[Start of Attachment]
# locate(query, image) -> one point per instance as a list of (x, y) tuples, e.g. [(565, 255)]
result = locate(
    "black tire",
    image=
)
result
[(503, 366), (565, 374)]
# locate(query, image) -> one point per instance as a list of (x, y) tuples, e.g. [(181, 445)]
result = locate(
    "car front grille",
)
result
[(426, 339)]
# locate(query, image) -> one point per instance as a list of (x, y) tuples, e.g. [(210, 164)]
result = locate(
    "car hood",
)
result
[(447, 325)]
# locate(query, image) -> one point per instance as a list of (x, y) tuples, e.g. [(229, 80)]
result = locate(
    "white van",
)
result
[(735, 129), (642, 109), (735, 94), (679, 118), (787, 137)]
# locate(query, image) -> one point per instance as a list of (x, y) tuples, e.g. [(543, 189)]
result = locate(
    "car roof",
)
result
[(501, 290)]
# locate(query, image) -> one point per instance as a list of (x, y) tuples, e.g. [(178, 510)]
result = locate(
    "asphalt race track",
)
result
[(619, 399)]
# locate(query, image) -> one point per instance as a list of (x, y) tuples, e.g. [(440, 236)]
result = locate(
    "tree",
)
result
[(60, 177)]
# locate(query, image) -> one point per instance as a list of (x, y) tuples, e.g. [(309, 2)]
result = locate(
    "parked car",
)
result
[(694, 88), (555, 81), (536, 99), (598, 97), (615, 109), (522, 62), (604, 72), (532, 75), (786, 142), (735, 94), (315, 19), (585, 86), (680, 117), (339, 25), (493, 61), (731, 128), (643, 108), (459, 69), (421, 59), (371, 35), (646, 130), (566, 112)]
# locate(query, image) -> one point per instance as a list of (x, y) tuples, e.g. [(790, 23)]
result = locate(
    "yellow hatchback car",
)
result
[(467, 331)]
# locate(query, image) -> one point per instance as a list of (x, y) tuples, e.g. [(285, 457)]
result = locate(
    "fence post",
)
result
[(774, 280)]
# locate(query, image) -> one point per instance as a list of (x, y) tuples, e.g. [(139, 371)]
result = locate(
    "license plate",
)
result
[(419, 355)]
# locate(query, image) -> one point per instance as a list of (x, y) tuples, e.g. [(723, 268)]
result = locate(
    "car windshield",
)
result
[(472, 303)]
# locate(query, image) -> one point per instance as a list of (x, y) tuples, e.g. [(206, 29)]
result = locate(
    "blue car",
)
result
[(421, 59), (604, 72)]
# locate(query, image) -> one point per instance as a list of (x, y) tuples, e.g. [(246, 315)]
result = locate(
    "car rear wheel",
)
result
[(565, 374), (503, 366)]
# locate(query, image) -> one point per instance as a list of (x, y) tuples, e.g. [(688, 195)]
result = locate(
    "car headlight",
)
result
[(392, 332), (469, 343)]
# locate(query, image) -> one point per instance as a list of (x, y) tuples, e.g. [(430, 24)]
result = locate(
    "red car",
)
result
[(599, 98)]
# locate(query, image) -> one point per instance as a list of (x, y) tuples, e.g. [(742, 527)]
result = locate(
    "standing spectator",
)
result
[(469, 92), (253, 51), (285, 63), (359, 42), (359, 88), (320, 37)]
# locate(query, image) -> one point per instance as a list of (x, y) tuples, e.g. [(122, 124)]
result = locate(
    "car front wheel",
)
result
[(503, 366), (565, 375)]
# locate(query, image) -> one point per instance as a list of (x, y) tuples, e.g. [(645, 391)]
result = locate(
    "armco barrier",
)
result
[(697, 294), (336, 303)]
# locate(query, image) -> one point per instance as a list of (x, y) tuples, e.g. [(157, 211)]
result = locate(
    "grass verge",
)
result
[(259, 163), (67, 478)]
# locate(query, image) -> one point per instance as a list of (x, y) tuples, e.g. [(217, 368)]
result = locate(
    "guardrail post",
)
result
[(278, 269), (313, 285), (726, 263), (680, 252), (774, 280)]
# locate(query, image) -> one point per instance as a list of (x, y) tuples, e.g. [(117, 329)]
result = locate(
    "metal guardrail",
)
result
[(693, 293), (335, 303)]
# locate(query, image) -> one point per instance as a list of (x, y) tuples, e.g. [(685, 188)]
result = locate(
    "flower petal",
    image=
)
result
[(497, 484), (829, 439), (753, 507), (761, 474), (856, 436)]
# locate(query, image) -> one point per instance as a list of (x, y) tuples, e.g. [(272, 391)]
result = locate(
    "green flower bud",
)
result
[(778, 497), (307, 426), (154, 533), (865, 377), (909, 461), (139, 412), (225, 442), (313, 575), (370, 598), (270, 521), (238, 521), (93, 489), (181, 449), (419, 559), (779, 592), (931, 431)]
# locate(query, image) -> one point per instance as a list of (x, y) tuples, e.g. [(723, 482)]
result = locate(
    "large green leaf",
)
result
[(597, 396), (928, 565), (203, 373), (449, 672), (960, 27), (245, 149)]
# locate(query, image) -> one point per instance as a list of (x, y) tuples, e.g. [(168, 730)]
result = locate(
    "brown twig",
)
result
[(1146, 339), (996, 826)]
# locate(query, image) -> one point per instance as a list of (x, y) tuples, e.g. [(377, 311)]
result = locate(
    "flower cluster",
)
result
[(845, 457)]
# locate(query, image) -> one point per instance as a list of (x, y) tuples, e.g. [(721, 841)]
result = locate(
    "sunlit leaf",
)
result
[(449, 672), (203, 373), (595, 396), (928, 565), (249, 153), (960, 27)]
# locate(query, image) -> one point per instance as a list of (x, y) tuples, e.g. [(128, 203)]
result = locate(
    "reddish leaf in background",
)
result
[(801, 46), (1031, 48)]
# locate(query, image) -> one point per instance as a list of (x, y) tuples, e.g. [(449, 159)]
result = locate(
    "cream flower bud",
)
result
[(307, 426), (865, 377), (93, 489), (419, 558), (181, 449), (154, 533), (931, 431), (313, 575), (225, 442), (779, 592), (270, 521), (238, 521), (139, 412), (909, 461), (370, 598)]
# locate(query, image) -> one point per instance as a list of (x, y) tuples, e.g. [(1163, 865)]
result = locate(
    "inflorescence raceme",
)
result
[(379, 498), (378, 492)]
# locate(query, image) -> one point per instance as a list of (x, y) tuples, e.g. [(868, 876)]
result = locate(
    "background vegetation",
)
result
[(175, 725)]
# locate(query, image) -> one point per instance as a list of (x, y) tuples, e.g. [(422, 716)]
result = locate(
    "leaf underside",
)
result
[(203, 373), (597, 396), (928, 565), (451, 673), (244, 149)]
[End of Attachment]
**Your assignment:**
Check every line of the entries for the string "leaf". Give only the number of lines that hold it.

**Answer section:**
4